##### DATASET EXCERPTS

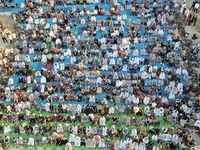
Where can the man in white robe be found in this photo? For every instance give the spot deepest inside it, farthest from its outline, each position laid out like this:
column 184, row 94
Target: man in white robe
column 77, row 141
column 102, row 121
column 60, row 128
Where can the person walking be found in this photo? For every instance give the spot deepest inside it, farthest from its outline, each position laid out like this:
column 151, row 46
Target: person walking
column 3, row 36
column 193, row 4
column 196, row 7
column 194, row 20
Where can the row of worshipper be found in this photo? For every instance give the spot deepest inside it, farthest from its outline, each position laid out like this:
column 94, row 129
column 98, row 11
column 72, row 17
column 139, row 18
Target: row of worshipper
column 177, row 116
column 97, row 140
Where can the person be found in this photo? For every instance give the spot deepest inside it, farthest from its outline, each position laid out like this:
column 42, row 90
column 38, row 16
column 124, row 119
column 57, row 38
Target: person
column 3, row 36
column 196, row 7
column 194, row 20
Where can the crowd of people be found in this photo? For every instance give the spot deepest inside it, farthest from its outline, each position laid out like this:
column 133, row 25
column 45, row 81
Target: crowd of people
column 120, row 68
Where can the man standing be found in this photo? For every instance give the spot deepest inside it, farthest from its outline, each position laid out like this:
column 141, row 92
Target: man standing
column 196, row 7
column 3, row 36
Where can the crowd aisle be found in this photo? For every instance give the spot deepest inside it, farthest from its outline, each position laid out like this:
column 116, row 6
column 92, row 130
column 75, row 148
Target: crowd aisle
column 100, row 74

##########

All of the records above should be written out exactly, with the pictures left out.

Where can the man in white robe be found in this photo? For every instance give the spot deepest inside it, farthest from its outline, each position laid out like this:
column 184, row 94
Target: man in white robe
column 77, row 141
column 102, row 121
column 60, row 128
Where can the person walking be found in this photo? For every instance give the spot deepest inside it, farthest from its outline, each position laid out like this:
column 151, row 46
Target: person walking
column 3, row 36
column 193, row 4
column 196, row 7
column 194, row 20
Where can the row of worshipper be found in this photo? For every instance give the spot deepest inside it, farthest from its outline, each position laid out like this:
column 94, row 129
column 98, row 11
column 72, row 17
column 139, row 18
Target: row of worshipper
column 177, row 116
column 97, row 140
Where can the person be found in this photo? For every instance give the spot deepest inside it, farthest from its outline, each position laid out like this:
column 42, row 90
column 38, row 16
column 124, row 119
column 57, row 38
Target: person
column 3, row 36
column 196, row 7
column 194, row 20
Where can the crowd of people be found in this photo? For every instance give the spot deepest inside it, farthest from its outline, each position laid out like this:
column 133, row 25
column 45, row 81
Target: crowd of people
column 120, row 68
Where can the man standing be found in this photo? For every instance give the spot deepest inside it, farthest from its outline, each position laid out like this:
column 141, row 92
Target: man standing
column 196, row 7
column 3, row 36
Where can the crowd aisle be found in this photo? For every instance give the spot deepest inside it, farthest from its outline, each position laid out like this:
column 116, row 6
column 92, row 130
column 75, row 148
Target: crowd aisle
column 100, row 74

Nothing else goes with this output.